* SELECTION:
BDO Transfer Pricing News

United Arab Emirates - Development of Transfer Pricing Landscape in the UAE

The Organisation for Economic Co-operation and Development (OECD), as a part of the base erosion and profit shifting (BEPS) project, released 15 action plans in 2015 to address tax challenges to ensure fair taxation based on economic activities and value creation.

On 16 May 2018, the United Arab Emirates (UAE) joined the OECD’s Inclusive Framework (IF), committing to adopting the key BEPS minimum standards in the short term:
  • Action 5 - Measure against harmful tax practices
  • Action 6 - Model provisions against treaty abuse
  • Action 13 - Transfer pricing documentation and country-by-country reporting (CbCR)
  • Action 14 - Enhancing dispute resolution mechanisms through the mutual agreement procedure (MAP)
To fulfill its pledge, the UAE has implemented various measures from time to time; a recent development is the introduction of a comprehensive transfer pricing regime. In April 2023, the Ministry of Finance issued Ministerial Decision No. 97 of 2023 providing requirements for maintaining transfer pricing documentation, and in In October 2023, the Federal Tax Authority (FTA) released the Transfer Pricing Guide to provide clarity on the application of the arm’s length standard.
Scope of Transfer Pricing Rules
The UAE transfer pricing rules are applicable to all transactions or arrangements between related parties and connected persons. This includes:
  • Cross-border transactions as well as domestic transactions, including those between Free Zone entities.
  • Transactions between the mandated and non-mandated activity segment of the government entity.
  • Exempt entities or entities that have elected small business relief are required to follow the arm’s-length standard for intercompany transactions or arrangements. However, they are not obligated to prepare and maintain a local file and a master file.
BDO Insight
While the UAE transfer pricing rules are broadly aligned with the OECD transfer pricing guidelines when it comes to related parties, including transactions with connected persons within the ambit of the transfer pricing regime is somewhat of an outlier move.
The Arm’s Length Principle (Article 34)
Any transactions or arrangements between related parties or connected persons must follow the arm's length standard. A transaction or arrangement is considered to be arm’s length if the results of the transaction or arrangement are consistent with the results that would have been realized between unrelated parties engaged in a similar transaction or arrangement under similar circumstances.
BDO Insight
The arm’s-length principle as defined in the transfer pricing  rules is in line with the OECD transfer pricing  guidelines. Further, the arm’s-length principle must be applied to all intercompany transactions, irrespective of thresholds or conditions.
Transfer Pricing Adjustments (Article 34)
If a transaction or arrangement between related parties and connected persons does not meet the arm’s length standard, the FTA can adjust the taxable person’s taxable income or loss to align with the arm's length standard.

When a transfer pricing adjustment is initiated, either by the FTA or the taxpayer, a corresponding adjustment can be made to the taxable income of the local related party. If the transfer pricing adjustment is initiated by a foreign tax authority, the taxable person has the option to request a corresponding adjustment from the FTA through MAP.
BDO Insight
The corresponding adjustment by the FTA based on an original adjustment initiated by a foreign tax authority ensures a more equitable tax framework. This reduces the risk of double taxation for companies operating in the UAE.
Related Parties and Control (Article 35)
  • The primary condition for the application of the UAE transfer pricing rules is to have a related-party relationship established between two or more entities or individuals. The term “related parties” includes both natural and juridical persons who have direct or indirect relationships through kinship, ownership, or control.

* MATERIAL SUPPLIED:
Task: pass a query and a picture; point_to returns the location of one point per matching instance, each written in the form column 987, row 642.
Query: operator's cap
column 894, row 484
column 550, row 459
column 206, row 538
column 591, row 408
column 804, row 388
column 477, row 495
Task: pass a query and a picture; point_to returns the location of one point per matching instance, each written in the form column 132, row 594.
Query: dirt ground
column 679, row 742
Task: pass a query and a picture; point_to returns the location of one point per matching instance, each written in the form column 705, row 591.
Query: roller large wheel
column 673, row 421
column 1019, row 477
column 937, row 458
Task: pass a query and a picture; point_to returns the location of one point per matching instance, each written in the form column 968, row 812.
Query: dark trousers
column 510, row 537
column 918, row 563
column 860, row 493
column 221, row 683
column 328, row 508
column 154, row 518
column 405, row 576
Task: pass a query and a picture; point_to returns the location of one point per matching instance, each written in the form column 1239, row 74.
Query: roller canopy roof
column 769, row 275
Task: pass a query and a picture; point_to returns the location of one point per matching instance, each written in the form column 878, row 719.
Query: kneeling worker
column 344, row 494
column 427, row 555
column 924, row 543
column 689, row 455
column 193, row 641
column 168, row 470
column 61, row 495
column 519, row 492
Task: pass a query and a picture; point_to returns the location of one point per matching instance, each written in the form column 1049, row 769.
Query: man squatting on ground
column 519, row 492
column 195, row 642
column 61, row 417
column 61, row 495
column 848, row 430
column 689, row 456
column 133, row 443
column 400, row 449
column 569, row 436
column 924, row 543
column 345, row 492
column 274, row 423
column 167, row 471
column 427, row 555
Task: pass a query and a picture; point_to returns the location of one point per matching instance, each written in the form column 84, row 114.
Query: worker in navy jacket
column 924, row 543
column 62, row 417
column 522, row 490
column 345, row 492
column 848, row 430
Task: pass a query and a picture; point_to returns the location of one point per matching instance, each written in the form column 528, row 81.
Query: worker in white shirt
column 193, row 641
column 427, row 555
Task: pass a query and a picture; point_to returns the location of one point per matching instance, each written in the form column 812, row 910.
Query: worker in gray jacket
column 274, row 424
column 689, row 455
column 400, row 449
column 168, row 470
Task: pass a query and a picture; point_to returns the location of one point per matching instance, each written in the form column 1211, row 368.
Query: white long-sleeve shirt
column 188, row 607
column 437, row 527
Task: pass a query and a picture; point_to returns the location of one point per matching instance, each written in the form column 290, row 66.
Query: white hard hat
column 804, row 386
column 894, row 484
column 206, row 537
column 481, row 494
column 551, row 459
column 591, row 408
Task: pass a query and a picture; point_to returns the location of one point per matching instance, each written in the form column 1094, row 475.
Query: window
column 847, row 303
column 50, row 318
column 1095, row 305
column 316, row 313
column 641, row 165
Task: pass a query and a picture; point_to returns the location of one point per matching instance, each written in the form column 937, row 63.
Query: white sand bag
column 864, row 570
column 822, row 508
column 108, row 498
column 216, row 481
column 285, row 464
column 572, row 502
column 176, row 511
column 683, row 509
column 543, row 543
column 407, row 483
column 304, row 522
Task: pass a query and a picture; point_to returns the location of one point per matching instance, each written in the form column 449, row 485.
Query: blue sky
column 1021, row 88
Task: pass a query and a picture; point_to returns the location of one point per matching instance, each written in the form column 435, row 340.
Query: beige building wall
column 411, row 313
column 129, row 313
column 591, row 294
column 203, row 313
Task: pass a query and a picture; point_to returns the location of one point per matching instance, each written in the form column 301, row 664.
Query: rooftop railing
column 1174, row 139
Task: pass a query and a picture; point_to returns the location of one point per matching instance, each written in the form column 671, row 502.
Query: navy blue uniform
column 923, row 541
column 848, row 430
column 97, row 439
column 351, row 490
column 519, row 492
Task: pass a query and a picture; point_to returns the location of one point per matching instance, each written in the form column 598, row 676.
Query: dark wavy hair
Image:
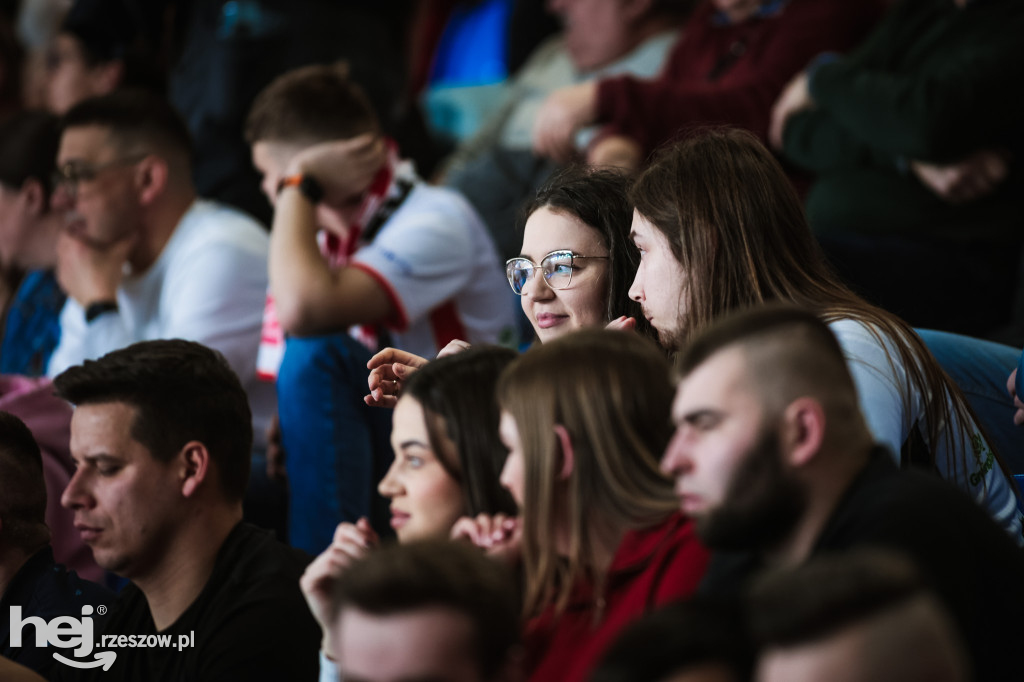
column 598, row 198
column 458, row 397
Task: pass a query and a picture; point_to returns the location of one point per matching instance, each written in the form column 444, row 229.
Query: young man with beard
column 773, row 459
column 161, row 437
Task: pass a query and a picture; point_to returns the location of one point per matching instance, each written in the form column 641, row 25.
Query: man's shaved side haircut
column 181, row 391
column 311, row 104
column 788, row 351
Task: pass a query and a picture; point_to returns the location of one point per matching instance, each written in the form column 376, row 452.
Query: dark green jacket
column 932, row 83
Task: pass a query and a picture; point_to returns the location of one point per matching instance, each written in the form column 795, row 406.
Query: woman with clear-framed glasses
column 573, row 272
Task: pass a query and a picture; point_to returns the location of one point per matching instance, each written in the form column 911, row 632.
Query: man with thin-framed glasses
column 139, row 255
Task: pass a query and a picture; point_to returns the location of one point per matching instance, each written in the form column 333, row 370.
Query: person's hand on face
column 967, row 180
column 388, row 369
column 351, row 542
column 499, row 536
column 90, row 273
column 344, row 168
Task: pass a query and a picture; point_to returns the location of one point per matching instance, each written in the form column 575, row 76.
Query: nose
column 636, row 289
column 536, row 288
column 389, row 485
column 61, row 199
column 76, row 495
column 677, row 461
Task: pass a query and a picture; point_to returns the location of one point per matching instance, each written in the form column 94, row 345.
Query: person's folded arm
column 813, row 140
column 310, row 297
column 939, row 116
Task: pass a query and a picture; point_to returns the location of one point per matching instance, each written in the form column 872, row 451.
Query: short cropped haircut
column 181, row 391
column 310, row 104
column 790, row 352
column 459, row 405
column 136, row 120
column 23, row 488
column 597, row 198
column 416, row 576
column 29, row 144
column 679, row 637
column 808, row 603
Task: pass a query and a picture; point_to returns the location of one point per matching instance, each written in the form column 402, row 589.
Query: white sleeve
column 422, row 261
column 879, row 390
column 215, row 295
column 81, row 340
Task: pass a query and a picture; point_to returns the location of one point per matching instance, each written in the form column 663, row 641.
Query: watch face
column 311, row 188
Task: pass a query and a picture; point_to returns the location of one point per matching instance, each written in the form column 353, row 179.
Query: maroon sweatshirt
column 722, row 73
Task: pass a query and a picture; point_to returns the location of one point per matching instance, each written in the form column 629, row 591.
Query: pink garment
column 49, row 420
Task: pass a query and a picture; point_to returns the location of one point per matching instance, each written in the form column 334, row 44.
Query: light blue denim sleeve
column 329, row 669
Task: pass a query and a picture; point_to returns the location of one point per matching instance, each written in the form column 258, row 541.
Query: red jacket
column 730, row 74
column 652, row 566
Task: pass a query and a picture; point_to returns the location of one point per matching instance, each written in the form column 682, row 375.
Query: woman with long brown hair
column 586, row 419
column 720, row 228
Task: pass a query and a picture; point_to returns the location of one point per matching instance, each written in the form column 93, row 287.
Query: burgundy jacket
column 652, row 566
column 722, row 74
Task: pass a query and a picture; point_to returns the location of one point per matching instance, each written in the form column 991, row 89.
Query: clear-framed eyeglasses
column 71, row 174
column 557, row 267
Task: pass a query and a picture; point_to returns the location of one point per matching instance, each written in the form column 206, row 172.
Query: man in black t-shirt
column 162, row 435
column 773, row 459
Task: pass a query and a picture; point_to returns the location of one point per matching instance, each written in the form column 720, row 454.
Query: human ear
column 195, row 460
column 33, row 196
column 803, row 431
column 152, row 178
column 568, row 458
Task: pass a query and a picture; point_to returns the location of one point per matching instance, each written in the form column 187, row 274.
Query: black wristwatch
column 97, row 308
column 307, row 184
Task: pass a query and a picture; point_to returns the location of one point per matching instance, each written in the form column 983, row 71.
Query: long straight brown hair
column 612, row 393
column 734, row 222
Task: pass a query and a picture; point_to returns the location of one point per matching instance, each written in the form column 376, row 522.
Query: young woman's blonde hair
column 734, row 222
column 612, row 393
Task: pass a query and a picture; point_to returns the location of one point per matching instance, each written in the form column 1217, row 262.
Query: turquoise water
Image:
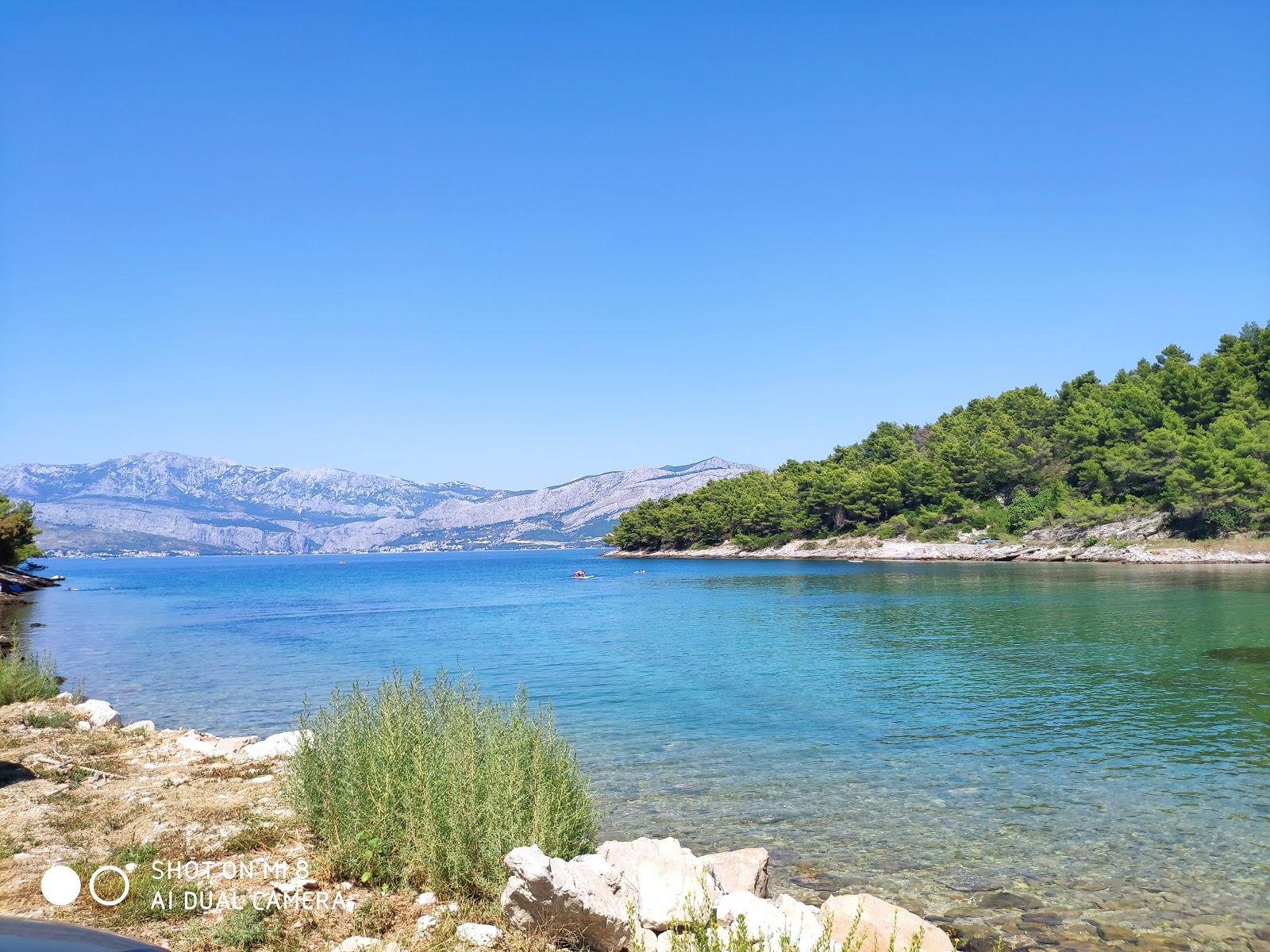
column 1054, row 731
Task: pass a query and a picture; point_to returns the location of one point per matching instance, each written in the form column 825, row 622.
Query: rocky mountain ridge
column 175, row 503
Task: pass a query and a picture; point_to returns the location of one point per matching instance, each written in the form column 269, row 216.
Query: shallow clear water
column 1054, row 730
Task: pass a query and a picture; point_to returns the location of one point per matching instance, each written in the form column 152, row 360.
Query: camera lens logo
column 61, row 885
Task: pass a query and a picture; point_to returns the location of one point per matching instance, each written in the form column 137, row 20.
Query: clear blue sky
column 514, row 244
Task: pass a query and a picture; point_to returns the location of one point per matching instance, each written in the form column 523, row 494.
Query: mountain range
column 169, row 503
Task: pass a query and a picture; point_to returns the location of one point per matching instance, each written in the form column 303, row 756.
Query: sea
column 1045, row 750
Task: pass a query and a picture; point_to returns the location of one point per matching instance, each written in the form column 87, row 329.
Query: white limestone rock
column 667, row 879
column 575, row 896
column 365, row 943
column 478, row 935
column 200, row 744
column 741, row 869
column 99, row 714
column 275, row 746
column 878, row 919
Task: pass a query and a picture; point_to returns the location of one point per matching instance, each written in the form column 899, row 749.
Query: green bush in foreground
column 27, row 678
column 414, row 785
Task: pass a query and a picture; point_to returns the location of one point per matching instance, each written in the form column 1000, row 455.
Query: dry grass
column 429, row 786
column 1236, row 543
column 160, row 801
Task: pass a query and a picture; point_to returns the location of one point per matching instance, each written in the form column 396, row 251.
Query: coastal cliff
column 1241, row 551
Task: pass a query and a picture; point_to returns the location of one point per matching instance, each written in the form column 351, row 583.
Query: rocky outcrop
column 1100, row 550
column 579, row 898
column 667, row 879
column 878, row 920
column 275, row 746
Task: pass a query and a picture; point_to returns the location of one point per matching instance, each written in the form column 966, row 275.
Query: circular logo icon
column 92, row 885
column 60, row 885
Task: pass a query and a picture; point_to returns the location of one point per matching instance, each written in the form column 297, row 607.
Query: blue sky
column 514, row 244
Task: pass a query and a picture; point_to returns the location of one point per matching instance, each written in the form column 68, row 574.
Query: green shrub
column 61, row 719
column 433, row 786
column 374, row 917
column 27, row 679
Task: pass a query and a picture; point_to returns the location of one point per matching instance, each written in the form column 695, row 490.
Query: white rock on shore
column 664, row 884
column 275, row 746
column 578, row 896
column 878, row 919
column 99, row 714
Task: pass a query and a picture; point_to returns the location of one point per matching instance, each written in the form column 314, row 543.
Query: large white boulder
column 668, row 880
column 99, row 714
column 741, row 869
column 366, row 943
column 197, row 743
column 762, row 918
column 578, row 896
column 878, row 920
column 275, row 746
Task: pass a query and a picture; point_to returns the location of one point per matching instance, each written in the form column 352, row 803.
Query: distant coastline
column 1218, row 552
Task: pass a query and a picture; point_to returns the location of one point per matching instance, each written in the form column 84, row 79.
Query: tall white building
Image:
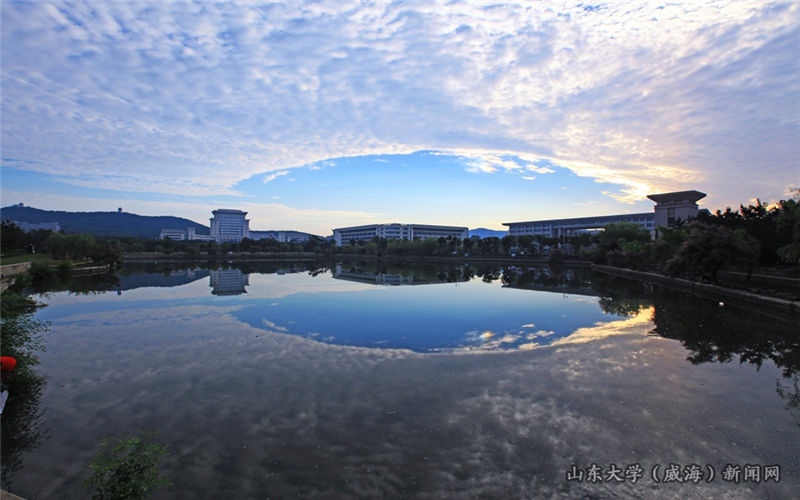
column 229, row 225
column 397, row 232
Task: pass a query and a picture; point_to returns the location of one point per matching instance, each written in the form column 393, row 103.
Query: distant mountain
column 102, row 223
column 485, row 233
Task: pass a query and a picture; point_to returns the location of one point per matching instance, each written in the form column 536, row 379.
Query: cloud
column 272, row 177
column 262, row 216
column 168, row 96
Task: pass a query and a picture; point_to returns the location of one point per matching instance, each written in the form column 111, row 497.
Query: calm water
column 367, row 381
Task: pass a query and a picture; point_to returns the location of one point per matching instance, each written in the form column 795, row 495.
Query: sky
column 312, row 115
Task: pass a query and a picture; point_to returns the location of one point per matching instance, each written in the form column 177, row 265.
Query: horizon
column 320, row 115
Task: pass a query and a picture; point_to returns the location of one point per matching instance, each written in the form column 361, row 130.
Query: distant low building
column 282, row 236
column 187, row 234
column 669, row 209
column 397, row 231
column 556, row 228
column 228, row 281
column 30, row 226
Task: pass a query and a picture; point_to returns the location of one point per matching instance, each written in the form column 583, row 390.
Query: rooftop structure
column 672, row 207
column 229, row 225
column 396, row 231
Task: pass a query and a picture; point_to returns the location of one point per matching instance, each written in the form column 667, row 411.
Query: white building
column 556, row 228
column 36, row 226
column 229, row 225
column 183, row 235
column 670, row 207
column 228, row 281
column 397, row 231
column 282, row 236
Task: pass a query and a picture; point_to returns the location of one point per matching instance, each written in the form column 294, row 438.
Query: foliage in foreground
column 128, row 471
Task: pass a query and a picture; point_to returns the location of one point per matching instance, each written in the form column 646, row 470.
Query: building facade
column 282, row 236
column 229, row 225
column 396, row 231
column 670, row 207
column 36, row 226
column 184, row 235
column 556, row 228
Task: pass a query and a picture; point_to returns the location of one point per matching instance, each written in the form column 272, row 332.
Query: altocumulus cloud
column 194, row 97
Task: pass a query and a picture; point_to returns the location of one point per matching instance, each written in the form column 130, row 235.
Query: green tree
column 709, row 249
column 128, row 471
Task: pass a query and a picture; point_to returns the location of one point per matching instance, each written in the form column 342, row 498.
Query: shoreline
column 705, row 290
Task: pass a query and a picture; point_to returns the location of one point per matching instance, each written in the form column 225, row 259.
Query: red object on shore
column 7, row 363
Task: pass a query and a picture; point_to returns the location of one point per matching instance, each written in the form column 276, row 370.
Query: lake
column 368, row 380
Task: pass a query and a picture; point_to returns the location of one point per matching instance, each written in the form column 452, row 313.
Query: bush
column 128, row 471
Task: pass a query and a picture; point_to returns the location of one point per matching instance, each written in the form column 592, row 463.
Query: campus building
column 282, row 236
column 229, row 225
column 670, row 207
column 397, row 231
column 183, row 235
column 36, row 226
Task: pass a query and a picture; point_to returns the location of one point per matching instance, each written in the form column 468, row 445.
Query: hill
column 485, row 233
column 102, row 223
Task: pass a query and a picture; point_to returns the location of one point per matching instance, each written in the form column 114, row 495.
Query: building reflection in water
column 228, row 281
column 407, row 276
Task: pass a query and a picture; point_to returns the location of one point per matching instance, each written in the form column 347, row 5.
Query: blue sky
column 315, row 115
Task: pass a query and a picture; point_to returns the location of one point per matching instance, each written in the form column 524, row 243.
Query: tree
column 128, row 471
column 708, row 249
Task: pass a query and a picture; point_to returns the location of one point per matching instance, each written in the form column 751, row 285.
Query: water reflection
column 23, row 415
column 228, row 281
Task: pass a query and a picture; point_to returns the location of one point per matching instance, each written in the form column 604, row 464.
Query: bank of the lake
column 414, row 380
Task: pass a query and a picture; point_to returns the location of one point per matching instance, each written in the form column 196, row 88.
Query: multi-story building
column 36, row 226
column 670, row 207
column 556, row 228
column 228, row 281
column 397, row 231
column 229, row 225
column 183, row 235
column 282, row 236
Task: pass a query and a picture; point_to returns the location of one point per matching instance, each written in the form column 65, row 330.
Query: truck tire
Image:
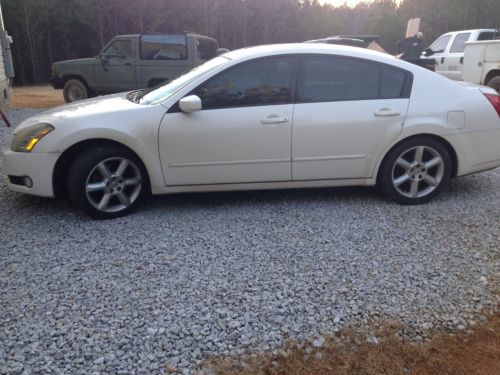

* TASK SET:
1. Rewrite the records from their first line down to the line holding "column 937, row 458", inclusive, replacing "dirt ground" with "bare soil" and leaving everything else as it is.
2. Write the next part of the article on transfer pricing in the UAE, picking up after its last sentence.

* OUTPUTS:
1.
Task: pass a query and a picture; point_to returns the location of one point per matching instance, each written in the form column 987, row 642.
Query: operator's cap
column 894, row 484
column 550, row 459
column 206, row 538
column 591, row 408
column 804, row 388
column 477, row 495
Task: pass a query and a picture; point_to returns the location of one point per matching instance, each written in the form column 132, row 594.
Query: bare soil
column 679, row 742
Task: pass a query and a picture; point_to returns the location of one point per matching instance, each written in the form column 705, row 591.
Query: roller large wheel
column 673, row 421
column 1019, row 477
column 937, row 458

2.
  • The UAE Corporate Tax Law identifies the following individuals and legal entities as related parties:
  • Fourth degree of kinship – Individuals related up to the fourth degree of kinship or affiliation, including through adoption or guardianship.
  • Direct or indirect ownership and control - An individual or legal entity, along with its related parties, directly or indirectly own at least 50% of other legal entity or control such legal entity.
  • Common ownership and control - A person (individual or legal entity) along with its related parties, directly or indirectly own at least 50% of such two or more legal entities or control such legal entities.
  • A person and its domestic or foreign permanent establishment.
  • Partners in the same unincorporated partnership, and the trustee, founder, settlor, or beneficiary of a trust or foundation, are also classified as related parties.
Further, the UAE CT Law defines “control” as the ability of a person to influence another person. This includes:
  • Exercising 50% or more voting rights of the other person;
  • The ability to appoint 50% or more of the board of directors of the other person;
  • Being entitled to 50% or more of the profits of the other person;
  • The ability to exercise significant influence over the conduct of a business of the other person.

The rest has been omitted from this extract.